Text under study:
BINGHAMTON, N.Y.—Bringing high speed broadband internet to New York State’s underserved and unserved rural communities has never felt more possible. That was one of the prevailing feelings in the air at the Upstate Rural Broadband Conference held in Binghamton on June 28.
That’s the feeling that comes with $65 billion in federal funding for the country to address the issue of adequate access to broadband internet — an issue that, prior to the COVID-19 pandemic moving workplaces and classrooms online, was not fully understood or at least embraced as a priority by government, but has acutely affected rural and poorer urban communities across the U.S.
The $65 billion in funds were directed toward broadband as a part of the $1.2 trillion Infrastructure Investment and Jobs Act, which was signed into law in Nov. 2021. The $65B in federal funds will be administered by the office’s of individual state governments through grants that will be contingent on the need illustrated by maps from the Federal Communications Commission FCC, which is in the midst of updating what are widely criticized as deeply inaccurate maps.

(Collected data entries)
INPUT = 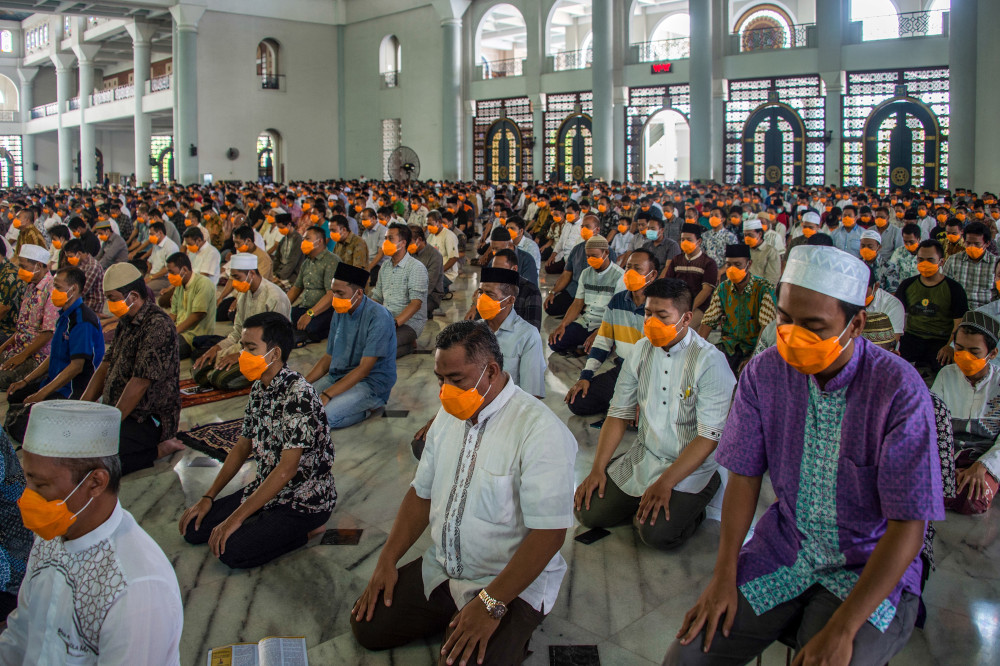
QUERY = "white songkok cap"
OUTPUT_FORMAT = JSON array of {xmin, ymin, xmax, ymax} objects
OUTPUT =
[
  {"xmin": 780, "ymin": 245, "xmax": 870, "ymax": 304},
  {"xmin": 802, "ymin": 211, "xmax": 819, "ymax": 227},
  {"xmin": 229, "ymin": 252, "xmax": 257, "ymax": 271},
  {"xmin": 24, "ymin": 400, "xmax": 122, "ymax": 458},
  {"xmin": 17, "ymin": 243, "xmax": 52, "ymax": 264}
]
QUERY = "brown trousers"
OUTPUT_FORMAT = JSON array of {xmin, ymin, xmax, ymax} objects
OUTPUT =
[{"xmin": 351, "ymin": 558, "xmax": 545, "ymax": 666}]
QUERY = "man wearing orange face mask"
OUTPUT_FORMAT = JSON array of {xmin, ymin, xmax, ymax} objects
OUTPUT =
[
  {"xmin": 895, "ymin": 239, "xmax": 969, "ymax": 376},
  {"xmin": 698, "ymin": 243, "xmax": 775, "ymax": 373},
  {"xmin": 574, "ymin": 279, "xmax": 736, "ymax": 550},
  {"xmin": 351, "ymin": 321, "xmax": 577, "ymax": 666},
  {"xmin": 931, "ymin": 312, "xmax": 1000, "ymax": 515},
  {"xmin": 664, "ymin": 246, "xmax": 944, "ymax": 666},
  {"xmin": 549, "ymin": 235, "xmax": 625, "ymax": 353},
  {"xmin": 943, "ymin": 222, "xmax": 997, "ymax": 310},
  {"xmin": 0, "ymin": 243, "xmax": 59, "ymax": 391}
]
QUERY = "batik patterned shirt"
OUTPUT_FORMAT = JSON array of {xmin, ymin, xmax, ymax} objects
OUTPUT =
[
  {"xmin": 240, "ymin": 368, "xmax": 337, "ymax": 513},
  {"xmin": 715, "ymin": 338, "xmax": 944, "ymax": 632}
]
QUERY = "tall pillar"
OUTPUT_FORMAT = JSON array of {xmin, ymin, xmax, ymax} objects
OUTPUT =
[
  {"xmin": 49, "ymin": 53, "xmax": 76, "ymax": 189},
  {"xmin": 976, "ymin": 0, "xmax": 1000, "ymax": 193},
  {"xmin": 441, "ymin": 16, "xmax": 462, "ymax": 180},
  {"xmin": 948, "ymin": 0, "xmax": 980, "ymax": 188},
  {"xmin": 170, "ymin": 4, "xmax": 205, "ymax": 185},
  {"xmin": 688, "ymin": 0, "xmax": 722, "ymax": 181},
  {"xmin": 591, "ymin": 0, "xmax": 615, "ymax": 182},
  {"xmin": 73, "ymin": 44, "xmax": 100, "ymax": 187},
  {"xmin": 17, "ymin": 67, "xmax": 38, "ymax": 187},
  {"xmin": 125, "ymin": 21, "xmax": 153, "ymax": 185}
]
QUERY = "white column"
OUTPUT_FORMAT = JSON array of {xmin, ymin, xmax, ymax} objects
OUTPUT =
[
  {"xmin": 125, "ymin": 21, "xmax": 153, "ymax": 185},
  {"xmin": 591, "ymin": 0, "xmax": 615, "ymax": 182},
  {"xmin": 441, "ymin": 17, "xmax": 462, "ymax": 180},
  {"xmin": 73, "ymin": 44, "xmax": 100, "ymax": 187},
  {"xmin": 688, "ymin": 0, "xmax": 722, "ymax": 181},
  {"xmin": 948, "ymin": 0, "xmax": 980, "ymax": 190},
  {"xmin": 49, "ymin": 53, "xmax": 76, "ymax": 189},
  {"xmin": 17, "ymin": 67, "xmax": 38, "ymax": 186},
  {"xmin": 170, "ymin": 5, "xmax": 205, "ymax": 185}
]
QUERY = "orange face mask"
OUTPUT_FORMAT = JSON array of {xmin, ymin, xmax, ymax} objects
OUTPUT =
[
  {"xmin": 239, "ymin": 349, "xmax": 271, "ymax": 382},
  {"xmin": 778, "ymin": 322, "xmax": 851, "ymax": 375},
  {"xmin": 438, "ymin": 368, "xmax": 486, "ymax": 421},
  {"xmin": 965, "ymin": 245, "xmax": 986, "ymax": 259},
  {"xmin": 108, "ymin": 300, "xmax": 131, "ymax": 319},
  {"xmin": 955, "ymin": 350, "xmax": 988, "ymax": 377},
  {"xmin": 17, "ymin": 472, "xmax": 94, "ymax": 541},
  {"xmin": 917, "ymin": 260, "xmax": 941, "ymax": 278},
  {"xmin": 476, "ymin": 294, "xmax": 510, "ymax": 321},
  {"xmin": 624, "ymin": 268, "xmax": 649, "ymax": 291},
  {"xmin": 642, "ymin": 317, "xmax": 677, "ymax": 347},
  {"xmin": 333, "ymin": 296, "xmax": 354, "ymax": 314}
]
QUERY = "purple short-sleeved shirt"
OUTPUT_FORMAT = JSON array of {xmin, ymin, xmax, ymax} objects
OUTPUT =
[{"xmin": 715, "ymin": 338, "xmax": 944, "ymax": 631}]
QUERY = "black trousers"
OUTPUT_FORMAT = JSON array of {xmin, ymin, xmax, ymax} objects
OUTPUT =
[
  {"xmin": 569, "ymin": 359, "xmax": 622, "ymax": 416},
  {"xmin": 549, "ymin": 321, "xmax": 593, "ymax": 352},
  {"xmin": 292, "ymin": 308, "xmax": 333, "ymax": 342},
  {"xmin": 118, "ymin": 416, "xmax": 162, "ymax": 475},
  {"xmin": 545, "ymin": 291, "xmax": 573, "ymax": 317},
  {"xmin": 184, "ymin": 489, "xmax": 331, "ymax": 569}
]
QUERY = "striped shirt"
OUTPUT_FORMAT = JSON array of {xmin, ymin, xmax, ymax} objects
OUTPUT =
[
  {"xmin": 573, "ymin": 263, "xmax": 625, "ymax": 331},
  {"xmin": 371, "ymin": 254, "xmax": 427, "ymax": 336},
  {"xmin": 580, "ymin": 291, "xmax": 646, "ymax": 382}
]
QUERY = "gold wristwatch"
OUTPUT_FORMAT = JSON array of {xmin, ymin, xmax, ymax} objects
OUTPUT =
[{"xmin": 479, "ymin": 587, "xmax": 507, "ymax": 620}]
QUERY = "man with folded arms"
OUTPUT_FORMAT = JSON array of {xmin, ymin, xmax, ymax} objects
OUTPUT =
[
  {"xmin": 351, "ymin": 321, "xmax": 576, "ymax": 666},
  {"xmin": 0, "ymin": 396, "xmax": 184, "ymax": 666}
]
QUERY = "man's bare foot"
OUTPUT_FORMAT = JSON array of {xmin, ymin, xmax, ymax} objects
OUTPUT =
[{"xmin": 156, "ymin": 437, "xmax": 185, "ymax": 459}]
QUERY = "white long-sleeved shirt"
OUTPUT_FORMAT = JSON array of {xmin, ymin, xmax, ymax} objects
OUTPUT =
[{"xmin": 0, "ymin": 504, "xmax": 184, "ymax": 666}]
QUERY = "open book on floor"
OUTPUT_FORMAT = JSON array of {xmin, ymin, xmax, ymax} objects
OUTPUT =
[{"xmin": 208, "ymin": 636, "xmax": 309, "ymax": 666}]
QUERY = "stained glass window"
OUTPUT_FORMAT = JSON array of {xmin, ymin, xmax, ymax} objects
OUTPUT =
[
  {"xmin": 472, "ymin": 97, "xmax": 533, "ymax": 182},
  {"xmin": 625, "ymin": 83, "xmax": 691, "ymax": 183},
  {"xmin": 842, "ymin": 67, "xmax": 951, "ymax": 189},
  {"xmin": 545, "ymin": 90, "xmax": 594, "ymax": 178},
  {"xmin": 149, "ymin": 134, "xmax": 174, "ymax": 183},
  {"xmin": 724, "ymin": 76, "xmax": 826, "ymax": 185}
]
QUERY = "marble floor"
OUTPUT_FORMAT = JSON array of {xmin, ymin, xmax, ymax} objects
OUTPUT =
[{"xmin": 99, "ymin": 266, "xmax": 1000, "ymax": 666}]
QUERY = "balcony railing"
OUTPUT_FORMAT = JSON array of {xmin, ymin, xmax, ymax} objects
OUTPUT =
[
  {"xmin": 481, "ymin": 58, "xmax": 524, "ymax": 81},
  {"xmin": 149, "ymin": 74, "xmax": 173, "ymax": 93},
  {"xmin": 551, "ymin": 49, "xmax": 594, "ymax": 72},
  {"xmin": 739, "ymin": 23, "xmax": 816, "ymax": 53},
  {"xmin": 631, "ymin": 37, "xmax": 691, "ymax": 64}
]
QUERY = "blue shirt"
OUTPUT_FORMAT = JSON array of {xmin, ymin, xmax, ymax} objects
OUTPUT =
[
  {"xmin": 46, "ymin": 298, "xmax": 104, "ymax": 399},
  {"xmin": 326, "ymin": 296, "xmax": 396, "ymax": 401}
]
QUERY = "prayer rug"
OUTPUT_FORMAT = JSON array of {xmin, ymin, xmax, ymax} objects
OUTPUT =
[
  {"xmin": 180, "ymin": 379, "xmax": 250, "ymax": 409},
  {"xmin": 177, "ymin": 419, "xmax": 243, "ymax": 460}
]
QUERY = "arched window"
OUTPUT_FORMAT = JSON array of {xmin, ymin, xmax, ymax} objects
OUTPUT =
[
  {"xmin": 734, "ymin": 5, "xmax": 802, "ymax": 51},
  {"xmin": 475, "ymin": 4, "xmax": 528, "ymax": 79},
  {"xmin": 257, "ymin": 37, "xmax": 279, "ymax": 90}
]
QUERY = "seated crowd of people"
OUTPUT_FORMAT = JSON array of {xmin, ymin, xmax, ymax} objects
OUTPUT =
[{"xmin": 0, "ymin": 180, "xmax": 1000, "ymax": 665}]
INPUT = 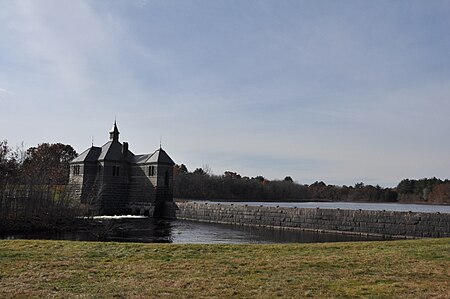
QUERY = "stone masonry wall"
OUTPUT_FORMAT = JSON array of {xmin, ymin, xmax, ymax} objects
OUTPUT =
[{"xmin": 175, "ymin": 202, "xmax": 450, "ymax": 238}]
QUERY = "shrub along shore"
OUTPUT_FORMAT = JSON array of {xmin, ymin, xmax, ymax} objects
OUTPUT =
[{"xmin": 0, "ymin": 239, "xmax": 450, "ymax": 298}]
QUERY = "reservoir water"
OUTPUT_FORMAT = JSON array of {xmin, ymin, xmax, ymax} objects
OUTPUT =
[
  {"xmin": 0, "ymin": 217, "xmax": 382, "ymax": 244},
  {"xmin": 4, "ymin": 201, "xmax": 450, "ymax": 244},
  {"xmin": 199, "ymin": 201, "xmax": 450, "ymax": 213}
]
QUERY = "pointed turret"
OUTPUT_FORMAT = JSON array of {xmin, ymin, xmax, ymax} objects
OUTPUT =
[{"xmin": 109, "ymin": 121, "xmax": 120, "ymax": 142}]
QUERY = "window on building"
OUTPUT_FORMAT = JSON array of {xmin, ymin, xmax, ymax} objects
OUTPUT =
[
  {"xmin": 148, "ymin": 166, "xmax": 155, "ymax": 176},
  {"xmin": 73, "ymin": 165, "xmax": 80, "ymax": 175},
  {"xmin": 113, "ymin": 165, "xmax": 120, "ymax": 176}
]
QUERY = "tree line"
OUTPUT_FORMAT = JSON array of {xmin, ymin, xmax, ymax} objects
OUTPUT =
[
  {"xmin": 174, "ymin": 164, "xmax": 450, "ymax": 204},
  {"xmin": 0, "ymin": 140, "xmax": 85, "ymax": 232},
  {"xmin": 0, "ymin": 141, "xmax": 450, "ymax": 212}
]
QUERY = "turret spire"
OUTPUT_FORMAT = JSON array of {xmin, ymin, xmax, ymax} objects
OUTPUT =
[{"xmin": 109, "ymin": 120, "xmax": 120, "ymax": 142}]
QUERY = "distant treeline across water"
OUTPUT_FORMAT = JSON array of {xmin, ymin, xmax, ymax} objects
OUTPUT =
[{"xmin": 174, "ymin": 164, "xmax": 450, "ymax": 204}]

Tasks to perform:
1. Name every geographic place that the article on rural broadband funding mentions by name.
2. Resume the article on rural broadband funding, picking up after its final sentence.

Answers for each item:
1. Binghamton, New York State (given as N.Y. in the dateline), and the U.S.

2.
The conference was hosted by Southern Tier 8 Regional Board, a planning and development agency serving counties in the regions of Central New York and the Southern Tier — and is currently behind the second largest by land mass broadband project in the country — bringing parties from the region and from across the country that have worked on the issue of broadband into one room to talk shop and share lessons.
Local problems, local solutions
While access to the internet is regarded as a service on par with utilities like water, sewer, or public infrastructure like roads and bridges, access to high speed broadband internet has largely been determined by the marketplace across the country. The bottom line of large companies is the determinant for who has quality internet, and who doesn’t.
For a for-profit company, building out into low-income and or sparsely populated communities isn’t in line with their incentives. As economic and social reliance on the internet has grown, the effect has been a growing inequity expressed in rural areas, and poorer urban areas in the United States where. This long standing condition have bred a sentiment within some communities experiencing unaffordable, inadequate or just no access to broadband internet to look for solutions stemming stem, at least in part, from within their own area.
That much was apparent from some of the conference panelists and speakers.
Speaking about the lack of progress in recent history to introduce broadband across the Southern Tier and rural New York, conference panelist Heather Gould, a former CEO of the Fiber Broadband Association and a Vice President at Mears Group, said “We as a nation cannot afford to continue to fail these communities.”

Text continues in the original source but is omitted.